▶ **To do**: Transcribe every line of the records below verbatim, changing nothing.

Data lines:
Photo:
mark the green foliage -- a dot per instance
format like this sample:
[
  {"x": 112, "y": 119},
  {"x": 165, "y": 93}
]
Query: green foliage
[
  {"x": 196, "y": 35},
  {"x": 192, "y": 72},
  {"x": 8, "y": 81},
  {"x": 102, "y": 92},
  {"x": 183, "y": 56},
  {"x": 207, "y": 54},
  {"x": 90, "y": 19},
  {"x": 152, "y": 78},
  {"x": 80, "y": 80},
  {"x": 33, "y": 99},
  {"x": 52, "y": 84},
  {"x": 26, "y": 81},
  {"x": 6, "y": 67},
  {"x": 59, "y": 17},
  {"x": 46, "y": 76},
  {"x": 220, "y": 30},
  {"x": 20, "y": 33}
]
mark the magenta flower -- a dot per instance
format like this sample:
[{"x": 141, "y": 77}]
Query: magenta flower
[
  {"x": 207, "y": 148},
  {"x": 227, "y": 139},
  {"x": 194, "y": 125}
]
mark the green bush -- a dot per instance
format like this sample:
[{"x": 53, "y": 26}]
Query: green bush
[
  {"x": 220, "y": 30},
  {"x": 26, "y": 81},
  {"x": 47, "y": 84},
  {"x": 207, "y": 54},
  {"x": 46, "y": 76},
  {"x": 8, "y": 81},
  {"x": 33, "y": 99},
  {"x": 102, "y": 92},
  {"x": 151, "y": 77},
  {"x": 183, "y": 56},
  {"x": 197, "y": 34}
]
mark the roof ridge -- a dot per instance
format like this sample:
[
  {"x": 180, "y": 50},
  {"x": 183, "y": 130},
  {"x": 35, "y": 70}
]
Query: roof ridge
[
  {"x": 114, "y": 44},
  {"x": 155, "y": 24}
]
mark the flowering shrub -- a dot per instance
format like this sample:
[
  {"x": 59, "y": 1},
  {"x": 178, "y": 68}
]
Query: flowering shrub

▶ **Response for this exercise**:
Photo:
mark the green foliage -- a dot per instance
format like this sample:
[
  {"x": 112, "y": 119},
  {"x": 165, "y": 93}
]
Query: green foliage
[
  {"x": 196, "y": 35},
  {"x": 192, "y": 72},
  {"x": 8, "y": 81},
  {"x": 102, "y": 92},
  {"x": 183, "y": 56},
  {"x": 207, "y": 54},
  {"x": 90, "y": 19},
  {"x": 152, "y": 78},
  {"x": 80, "y": 80},
  {"x": 33, "y": 99},
  {"x": 52, "y": 84},
  {"x": 26, "y": 81},
  {"x": 6, "y": 67},
  {"x": 59, "y": 17},
  {"x": 46, "y": 76},
  {"x": 220, "y": 30},
  {"x": 20, "y": 33}
]
mark the magenta flower -- a dot per instance
format like this sample:
[{"x": 141, "y": 77}]
Query: magenta flower
[
  {"x": 207, "y": 148},
  {"x": 227, "y": 139},
  {"x": 194, "y": 125}
]
mark the green bush -- a dot per instance
format like this sample:
[{"x": 53, "y": 26}]
Query: green bush
[
  {"x": 220, "y": 30},
  {"x": 26, "y": 81},
  {"x": 47, "y": 84},
  {"x": 207, "y": 54},
  {"x": 46, "y": 76},
  {"x": 8, "y": 81},
  {"x": 33, "y": 99},
  {"x": 102, "y": 92},
  {"x": 151, "y": 77},
  {"x": 183, "y": 56},
  {"x": 197, "y": 34}
]
mark the roof ridge -- a dot per instance
format like this sample:
[
  {"x": 180, "y": 50},
  {"x": 183, "y": 130},
  {"x": 35, "y": 70}
]
Query: roof ridge
[
  {"x": 114, "y": 44},
  {"x": 155, "y": 24}
]
mark the flowering shrub -- a dot per instance
format like this sample:
[
  {"x": 59, "y": 1},
  {"x": 178, "y": 68}
]
Query: flowering shrub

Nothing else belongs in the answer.